(Entries from a point annotation set)
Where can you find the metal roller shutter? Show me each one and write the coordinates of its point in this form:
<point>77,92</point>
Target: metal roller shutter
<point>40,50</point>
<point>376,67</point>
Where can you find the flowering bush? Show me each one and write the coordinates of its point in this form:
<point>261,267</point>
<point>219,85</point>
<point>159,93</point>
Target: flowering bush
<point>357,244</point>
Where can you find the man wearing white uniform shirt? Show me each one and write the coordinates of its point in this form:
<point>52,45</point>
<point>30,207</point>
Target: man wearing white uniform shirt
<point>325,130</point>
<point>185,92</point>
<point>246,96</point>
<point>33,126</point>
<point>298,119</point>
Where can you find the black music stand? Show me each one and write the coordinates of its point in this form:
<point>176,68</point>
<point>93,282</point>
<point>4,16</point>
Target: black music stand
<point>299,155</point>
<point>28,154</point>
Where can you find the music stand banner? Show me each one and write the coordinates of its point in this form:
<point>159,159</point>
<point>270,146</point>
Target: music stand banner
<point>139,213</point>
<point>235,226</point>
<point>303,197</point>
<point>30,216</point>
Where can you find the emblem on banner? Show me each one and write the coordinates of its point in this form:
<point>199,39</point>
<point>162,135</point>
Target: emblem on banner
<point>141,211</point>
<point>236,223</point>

**DO THIS:** Rewrite all of the records above, replacing every "Show me each one" with "Mark each one" and leaving everything else unchanged.

**CORRECT OUTPUT:**
Where can you find the metal roller shutter? Mark each one and write the coordinates of its point in this form:
<point>77,92</point>
Target: metal roller shutter
<point>40,50</point>
<point>376,67</point>
Where can you find the flowering bush? Mark each one and write the coordinates of its point in this form:
<point>261,267</point>
<point>219,85</point>
<point>159,93</point>
Target: flowering bush
<point>357,244</point>
Where can you find the man wearing white uniform shirt? Mark each one and write the coordinates of its point in this form:
<point>52,45</point>
<point>30,207</point>
Target: man wearing white uniform shirt
<point>325,130</point>
<point>185,92</point>
<point>246,96</point>
<point>33,126</point>
<point>298,119</point>
Where can you find the black music stand? Mark each one and write the coordinates of its point in this form:
<point>176,68</point>
<point>93,282</point>
<point>4,16</point>
Target: black music stand
<point>299,155</point>
<point>28,154</point>
Where can you find the music stand banner? Mark each one and write the coordinates of its point in this form:
<point>159,159</point>
<point>270,146</point>
Target: music stand banner
<point>139,213</point>
<point>235,226</point>
<point>303,197</point>
<point>30,216</point>
Where can you find the emblem on banner? Mark each one and write the coordinates of its point in this form:
<point>199,39</point>
<point>162,135</point>
Target: emblem on banner
<point>141,211</point>
<point>236,223</point>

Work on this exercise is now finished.